§ SET PROBLEM
Copy out every line below that contains the word "child", matching its case exactly.

§ Source records
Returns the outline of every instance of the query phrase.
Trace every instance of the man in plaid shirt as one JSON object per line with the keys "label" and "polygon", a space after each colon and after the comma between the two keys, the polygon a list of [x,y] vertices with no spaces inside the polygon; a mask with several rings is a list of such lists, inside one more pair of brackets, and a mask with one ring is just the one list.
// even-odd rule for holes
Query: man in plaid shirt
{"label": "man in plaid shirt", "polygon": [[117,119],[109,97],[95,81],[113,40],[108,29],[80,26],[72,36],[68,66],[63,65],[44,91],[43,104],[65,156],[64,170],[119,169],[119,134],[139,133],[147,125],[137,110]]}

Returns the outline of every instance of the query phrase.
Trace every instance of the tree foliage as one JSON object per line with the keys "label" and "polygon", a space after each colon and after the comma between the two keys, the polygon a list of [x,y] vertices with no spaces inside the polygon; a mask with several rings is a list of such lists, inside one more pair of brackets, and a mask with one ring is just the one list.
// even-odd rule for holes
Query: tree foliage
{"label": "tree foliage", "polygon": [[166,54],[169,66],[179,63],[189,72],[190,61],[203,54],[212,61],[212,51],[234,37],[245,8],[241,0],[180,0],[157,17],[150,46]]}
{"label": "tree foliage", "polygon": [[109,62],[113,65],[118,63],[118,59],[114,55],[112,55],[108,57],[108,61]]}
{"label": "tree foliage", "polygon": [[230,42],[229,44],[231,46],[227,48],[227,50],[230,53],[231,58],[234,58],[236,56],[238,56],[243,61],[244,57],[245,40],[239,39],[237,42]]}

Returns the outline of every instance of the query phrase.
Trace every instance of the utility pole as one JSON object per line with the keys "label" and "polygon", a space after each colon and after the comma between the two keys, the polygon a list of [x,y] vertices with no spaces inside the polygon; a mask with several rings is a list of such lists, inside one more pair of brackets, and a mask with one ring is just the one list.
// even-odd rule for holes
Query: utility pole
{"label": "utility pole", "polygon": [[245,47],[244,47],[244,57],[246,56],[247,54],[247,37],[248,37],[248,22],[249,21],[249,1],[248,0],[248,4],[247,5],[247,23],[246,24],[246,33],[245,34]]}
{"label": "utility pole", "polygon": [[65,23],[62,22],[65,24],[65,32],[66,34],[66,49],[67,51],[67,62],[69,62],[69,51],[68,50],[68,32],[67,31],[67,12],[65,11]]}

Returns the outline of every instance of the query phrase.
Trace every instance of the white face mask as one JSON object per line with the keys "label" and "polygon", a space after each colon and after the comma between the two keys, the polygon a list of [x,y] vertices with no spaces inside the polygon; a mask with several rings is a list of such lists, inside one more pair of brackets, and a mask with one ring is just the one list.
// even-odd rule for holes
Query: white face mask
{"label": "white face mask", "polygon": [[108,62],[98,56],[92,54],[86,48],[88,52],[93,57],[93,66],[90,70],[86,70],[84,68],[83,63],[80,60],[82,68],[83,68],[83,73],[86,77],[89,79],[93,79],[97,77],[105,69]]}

* * *

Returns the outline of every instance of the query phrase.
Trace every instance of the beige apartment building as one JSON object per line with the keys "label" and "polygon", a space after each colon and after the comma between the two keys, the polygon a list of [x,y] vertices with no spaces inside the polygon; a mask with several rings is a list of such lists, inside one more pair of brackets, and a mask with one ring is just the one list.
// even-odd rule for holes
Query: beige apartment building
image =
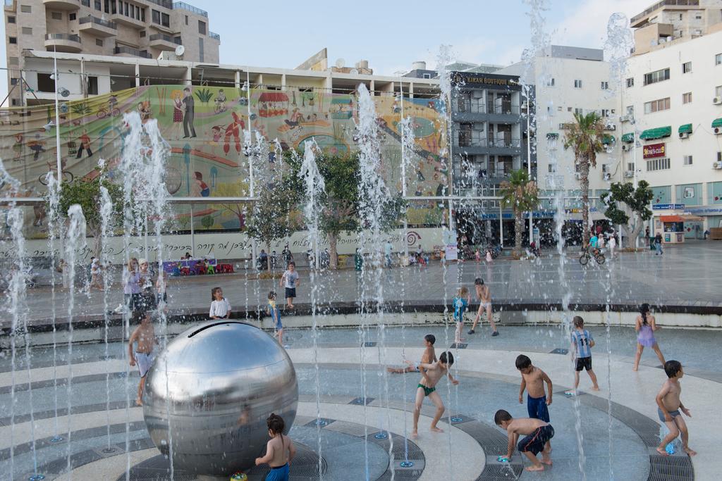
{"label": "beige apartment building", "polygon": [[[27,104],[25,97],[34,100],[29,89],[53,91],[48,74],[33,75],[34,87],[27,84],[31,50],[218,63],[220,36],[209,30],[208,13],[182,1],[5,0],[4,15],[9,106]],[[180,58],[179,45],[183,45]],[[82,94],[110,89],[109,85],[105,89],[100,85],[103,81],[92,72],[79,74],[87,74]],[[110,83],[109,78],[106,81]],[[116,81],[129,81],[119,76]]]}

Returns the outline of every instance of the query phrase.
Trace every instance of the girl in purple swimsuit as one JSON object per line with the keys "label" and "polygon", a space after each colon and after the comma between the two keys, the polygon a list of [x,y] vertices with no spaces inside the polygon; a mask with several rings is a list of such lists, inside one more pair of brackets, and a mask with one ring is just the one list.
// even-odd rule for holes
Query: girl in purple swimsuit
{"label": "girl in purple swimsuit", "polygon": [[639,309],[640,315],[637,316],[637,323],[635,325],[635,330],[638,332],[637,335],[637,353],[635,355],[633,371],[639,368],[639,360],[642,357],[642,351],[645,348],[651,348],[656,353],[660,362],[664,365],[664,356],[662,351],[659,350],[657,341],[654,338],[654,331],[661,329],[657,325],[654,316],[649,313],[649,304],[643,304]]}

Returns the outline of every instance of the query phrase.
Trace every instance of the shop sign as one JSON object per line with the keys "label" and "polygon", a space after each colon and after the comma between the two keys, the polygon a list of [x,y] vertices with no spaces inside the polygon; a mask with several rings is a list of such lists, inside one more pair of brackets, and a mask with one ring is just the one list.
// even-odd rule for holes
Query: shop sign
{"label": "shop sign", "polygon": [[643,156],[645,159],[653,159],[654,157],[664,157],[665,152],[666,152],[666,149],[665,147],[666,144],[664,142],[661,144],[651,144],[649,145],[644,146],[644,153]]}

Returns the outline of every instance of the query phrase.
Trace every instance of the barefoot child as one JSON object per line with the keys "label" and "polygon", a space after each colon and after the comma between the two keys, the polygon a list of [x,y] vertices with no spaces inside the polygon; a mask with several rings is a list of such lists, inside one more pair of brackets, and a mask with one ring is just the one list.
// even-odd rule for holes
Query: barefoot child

§ FULL ANSWER
Trace every instance of the barefoot child as one JSON object per line with the keys "label" and "polygon", a space after each colon and after the comma between the two keys, the polygon a list of [x,y] vertices with no spaces inside the polygon; a mask with several rings is a list of such lists, inside one more pair of brackets, and a mask with one ring is just the one list.
Query: barefoot child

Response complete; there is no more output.